+++ DATA RECORDS

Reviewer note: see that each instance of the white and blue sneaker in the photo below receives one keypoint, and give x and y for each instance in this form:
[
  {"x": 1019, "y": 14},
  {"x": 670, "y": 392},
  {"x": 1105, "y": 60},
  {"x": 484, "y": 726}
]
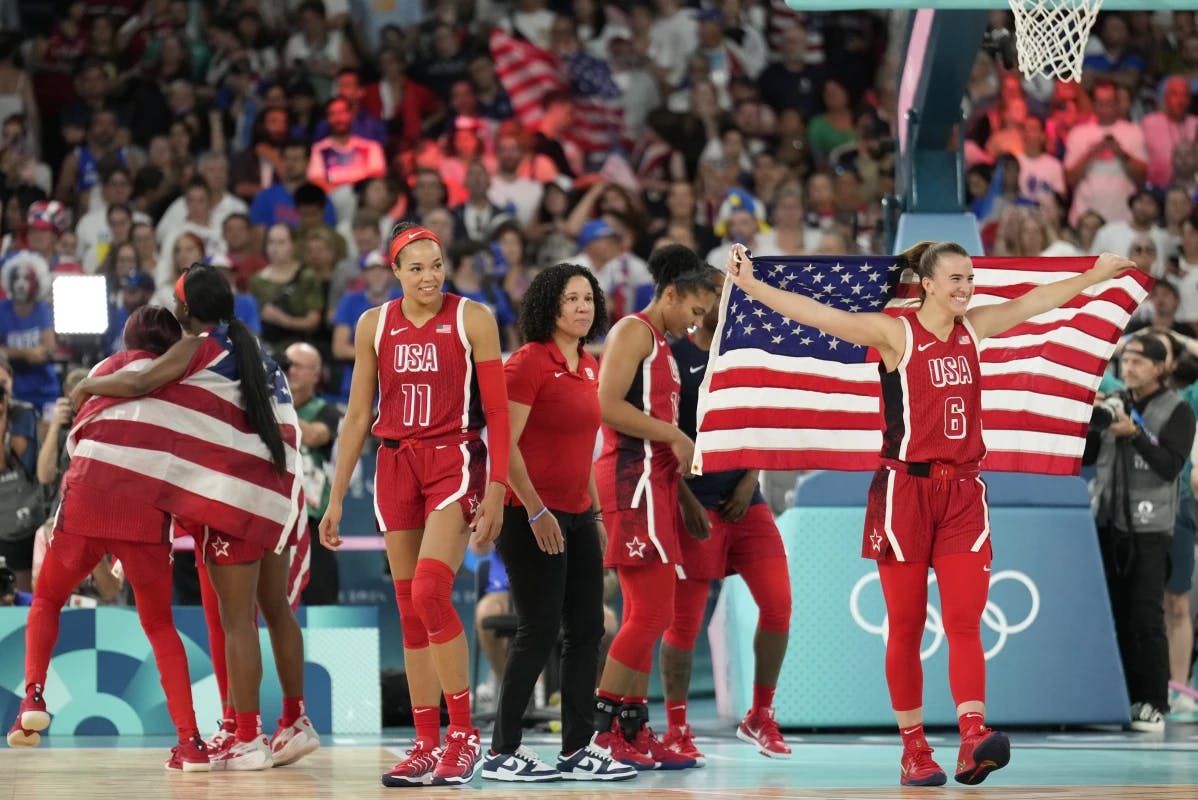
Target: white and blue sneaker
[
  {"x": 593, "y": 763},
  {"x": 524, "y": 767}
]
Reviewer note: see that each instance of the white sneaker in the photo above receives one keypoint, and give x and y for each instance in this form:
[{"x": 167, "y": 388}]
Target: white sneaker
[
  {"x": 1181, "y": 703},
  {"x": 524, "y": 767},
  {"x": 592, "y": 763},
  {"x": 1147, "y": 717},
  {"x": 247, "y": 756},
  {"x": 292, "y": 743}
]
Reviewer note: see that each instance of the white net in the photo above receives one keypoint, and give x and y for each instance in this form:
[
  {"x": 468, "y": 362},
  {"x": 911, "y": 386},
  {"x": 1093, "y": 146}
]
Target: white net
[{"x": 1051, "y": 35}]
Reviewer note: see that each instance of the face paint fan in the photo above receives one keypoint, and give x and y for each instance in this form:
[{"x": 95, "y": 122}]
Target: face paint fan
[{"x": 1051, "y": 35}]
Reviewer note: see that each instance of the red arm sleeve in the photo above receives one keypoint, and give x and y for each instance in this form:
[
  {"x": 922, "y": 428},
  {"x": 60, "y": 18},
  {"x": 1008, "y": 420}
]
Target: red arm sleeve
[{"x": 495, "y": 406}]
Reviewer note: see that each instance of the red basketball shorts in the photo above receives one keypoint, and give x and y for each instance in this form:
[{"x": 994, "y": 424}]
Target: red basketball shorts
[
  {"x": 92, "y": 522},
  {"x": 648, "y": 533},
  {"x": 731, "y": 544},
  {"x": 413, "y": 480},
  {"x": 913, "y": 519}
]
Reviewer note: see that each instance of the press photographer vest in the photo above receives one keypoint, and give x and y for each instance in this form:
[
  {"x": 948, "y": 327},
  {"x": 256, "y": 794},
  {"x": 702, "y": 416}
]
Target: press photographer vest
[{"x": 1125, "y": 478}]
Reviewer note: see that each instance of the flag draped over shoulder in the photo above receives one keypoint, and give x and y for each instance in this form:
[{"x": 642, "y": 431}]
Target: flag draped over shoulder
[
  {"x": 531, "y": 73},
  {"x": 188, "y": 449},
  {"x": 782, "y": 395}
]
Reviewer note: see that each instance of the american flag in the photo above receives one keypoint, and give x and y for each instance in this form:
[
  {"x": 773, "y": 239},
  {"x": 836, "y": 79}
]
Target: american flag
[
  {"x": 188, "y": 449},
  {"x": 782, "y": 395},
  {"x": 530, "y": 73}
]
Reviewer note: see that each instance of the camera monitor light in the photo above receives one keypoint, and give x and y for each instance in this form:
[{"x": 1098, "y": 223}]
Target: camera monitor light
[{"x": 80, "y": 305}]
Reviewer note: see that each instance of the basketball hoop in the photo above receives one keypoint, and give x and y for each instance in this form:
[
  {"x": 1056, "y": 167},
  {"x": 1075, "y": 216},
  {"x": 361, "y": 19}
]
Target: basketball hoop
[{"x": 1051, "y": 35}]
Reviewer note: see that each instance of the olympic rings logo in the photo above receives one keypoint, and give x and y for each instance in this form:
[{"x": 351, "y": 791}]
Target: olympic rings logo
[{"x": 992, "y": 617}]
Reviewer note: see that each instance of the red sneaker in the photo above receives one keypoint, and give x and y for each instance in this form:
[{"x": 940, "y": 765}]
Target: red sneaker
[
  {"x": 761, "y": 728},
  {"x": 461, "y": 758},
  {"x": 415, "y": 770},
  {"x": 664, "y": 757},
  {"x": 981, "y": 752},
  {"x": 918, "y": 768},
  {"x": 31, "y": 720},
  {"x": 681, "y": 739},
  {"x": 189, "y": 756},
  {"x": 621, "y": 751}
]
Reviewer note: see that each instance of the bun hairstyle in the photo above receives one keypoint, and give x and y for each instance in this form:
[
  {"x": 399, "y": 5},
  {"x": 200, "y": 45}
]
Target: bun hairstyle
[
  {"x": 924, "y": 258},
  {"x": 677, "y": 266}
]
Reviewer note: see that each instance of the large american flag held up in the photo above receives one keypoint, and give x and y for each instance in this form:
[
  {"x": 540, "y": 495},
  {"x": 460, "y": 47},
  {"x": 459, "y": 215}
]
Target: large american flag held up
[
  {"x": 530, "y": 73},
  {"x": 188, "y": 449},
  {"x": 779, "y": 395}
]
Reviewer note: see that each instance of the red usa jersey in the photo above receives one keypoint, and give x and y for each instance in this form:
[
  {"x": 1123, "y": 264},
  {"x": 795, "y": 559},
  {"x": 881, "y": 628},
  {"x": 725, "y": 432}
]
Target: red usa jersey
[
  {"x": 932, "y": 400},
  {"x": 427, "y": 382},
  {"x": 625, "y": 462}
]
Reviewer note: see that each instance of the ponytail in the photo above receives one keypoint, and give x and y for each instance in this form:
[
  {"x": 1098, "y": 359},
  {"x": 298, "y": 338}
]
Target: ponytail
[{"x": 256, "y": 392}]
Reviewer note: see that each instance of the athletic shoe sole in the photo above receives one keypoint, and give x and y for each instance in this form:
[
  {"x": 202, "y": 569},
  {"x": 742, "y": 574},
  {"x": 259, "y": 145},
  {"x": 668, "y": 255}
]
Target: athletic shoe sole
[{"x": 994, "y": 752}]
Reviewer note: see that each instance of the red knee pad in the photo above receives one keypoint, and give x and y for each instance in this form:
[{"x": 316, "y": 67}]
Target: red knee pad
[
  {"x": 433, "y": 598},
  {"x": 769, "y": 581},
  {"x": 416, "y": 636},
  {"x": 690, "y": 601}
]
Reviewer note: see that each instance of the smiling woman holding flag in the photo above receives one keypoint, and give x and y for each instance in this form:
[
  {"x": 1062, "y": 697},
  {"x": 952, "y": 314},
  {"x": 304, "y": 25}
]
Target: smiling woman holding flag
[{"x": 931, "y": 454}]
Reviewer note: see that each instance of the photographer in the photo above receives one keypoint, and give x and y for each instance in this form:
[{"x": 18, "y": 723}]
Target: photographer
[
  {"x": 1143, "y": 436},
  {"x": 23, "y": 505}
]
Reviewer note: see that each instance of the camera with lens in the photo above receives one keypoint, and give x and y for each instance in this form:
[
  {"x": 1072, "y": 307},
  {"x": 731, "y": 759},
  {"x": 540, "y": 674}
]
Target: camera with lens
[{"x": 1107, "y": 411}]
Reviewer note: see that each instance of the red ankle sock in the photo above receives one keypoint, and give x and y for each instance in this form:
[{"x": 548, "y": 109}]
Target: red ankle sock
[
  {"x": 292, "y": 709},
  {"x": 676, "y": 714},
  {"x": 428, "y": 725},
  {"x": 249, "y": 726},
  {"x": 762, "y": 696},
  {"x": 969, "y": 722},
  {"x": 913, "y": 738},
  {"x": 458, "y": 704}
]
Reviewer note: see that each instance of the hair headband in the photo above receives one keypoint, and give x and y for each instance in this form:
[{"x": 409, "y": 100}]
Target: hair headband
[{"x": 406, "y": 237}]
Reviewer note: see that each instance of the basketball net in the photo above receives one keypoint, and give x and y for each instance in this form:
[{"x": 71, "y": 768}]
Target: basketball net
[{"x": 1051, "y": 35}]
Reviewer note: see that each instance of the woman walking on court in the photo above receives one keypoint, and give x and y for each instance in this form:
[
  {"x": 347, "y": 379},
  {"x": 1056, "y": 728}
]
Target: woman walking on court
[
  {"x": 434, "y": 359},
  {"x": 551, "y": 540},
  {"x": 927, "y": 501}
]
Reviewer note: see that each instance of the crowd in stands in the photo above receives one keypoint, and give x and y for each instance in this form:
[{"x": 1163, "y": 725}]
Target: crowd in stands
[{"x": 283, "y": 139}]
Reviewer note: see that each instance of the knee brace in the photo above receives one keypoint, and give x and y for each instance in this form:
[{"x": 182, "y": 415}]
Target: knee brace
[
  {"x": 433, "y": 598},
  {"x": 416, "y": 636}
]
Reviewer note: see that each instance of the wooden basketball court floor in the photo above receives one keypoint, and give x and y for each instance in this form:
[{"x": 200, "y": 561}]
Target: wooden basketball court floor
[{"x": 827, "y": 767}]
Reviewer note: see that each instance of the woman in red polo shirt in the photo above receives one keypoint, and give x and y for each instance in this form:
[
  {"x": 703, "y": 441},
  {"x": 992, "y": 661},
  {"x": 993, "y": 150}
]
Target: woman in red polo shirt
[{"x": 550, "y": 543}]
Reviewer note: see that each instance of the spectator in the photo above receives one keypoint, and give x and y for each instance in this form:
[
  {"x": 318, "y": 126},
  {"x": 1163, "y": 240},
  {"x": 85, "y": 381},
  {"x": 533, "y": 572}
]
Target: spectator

++++++
+++ DATA RECORDS

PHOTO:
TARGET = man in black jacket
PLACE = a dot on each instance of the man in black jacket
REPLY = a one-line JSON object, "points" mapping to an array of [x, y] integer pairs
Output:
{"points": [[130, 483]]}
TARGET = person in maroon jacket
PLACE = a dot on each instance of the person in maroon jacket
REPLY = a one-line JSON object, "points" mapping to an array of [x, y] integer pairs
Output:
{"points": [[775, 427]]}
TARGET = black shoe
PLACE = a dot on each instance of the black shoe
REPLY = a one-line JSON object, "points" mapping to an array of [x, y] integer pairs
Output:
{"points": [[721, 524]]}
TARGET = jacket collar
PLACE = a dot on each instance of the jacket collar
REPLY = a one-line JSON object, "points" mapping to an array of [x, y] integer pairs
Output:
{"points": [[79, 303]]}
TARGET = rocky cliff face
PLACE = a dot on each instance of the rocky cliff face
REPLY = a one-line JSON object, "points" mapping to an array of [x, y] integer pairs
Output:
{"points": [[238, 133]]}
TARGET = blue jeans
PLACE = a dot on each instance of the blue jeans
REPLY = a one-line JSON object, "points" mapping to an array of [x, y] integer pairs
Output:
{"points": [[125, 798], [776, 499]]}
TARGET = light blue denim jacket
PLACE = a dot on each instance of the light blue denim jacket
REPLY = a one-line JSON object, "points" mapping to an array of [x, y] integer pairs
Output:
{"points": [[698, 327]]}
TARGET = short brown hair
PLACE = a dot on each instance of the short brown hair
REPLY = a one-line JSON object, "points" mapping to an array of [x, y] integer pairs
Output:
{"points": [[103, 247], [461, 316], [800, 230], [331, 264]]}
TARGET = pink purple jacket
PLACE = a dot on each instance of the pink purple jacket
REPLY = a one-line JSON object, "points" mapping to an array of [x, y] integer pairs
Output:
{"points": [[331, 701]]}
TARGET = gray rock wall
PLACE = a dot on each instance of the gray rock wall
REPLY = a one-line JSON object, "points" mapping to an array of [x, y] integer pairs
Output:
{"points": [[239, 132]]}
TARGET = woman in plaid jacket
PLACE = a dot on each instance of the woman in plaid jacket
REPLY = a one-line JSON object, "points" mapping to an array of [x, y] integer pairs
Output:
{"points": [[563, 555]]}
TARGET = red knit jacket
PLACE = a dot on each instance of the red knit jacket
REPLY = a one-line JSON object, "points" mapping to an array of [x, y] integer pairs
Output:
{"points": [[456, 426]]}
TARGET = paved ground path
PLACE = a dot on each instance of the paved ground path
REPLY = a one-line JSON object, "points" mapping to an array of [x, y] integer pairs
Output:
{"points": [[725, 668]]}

++++++

TASK GOAL:
Pick out, from the lines above, every one that contains the string "rocky".

TASK RESPONSE:
TARGET = rocky cliff face
PLACE = a dot on each instance of the rocky cliff face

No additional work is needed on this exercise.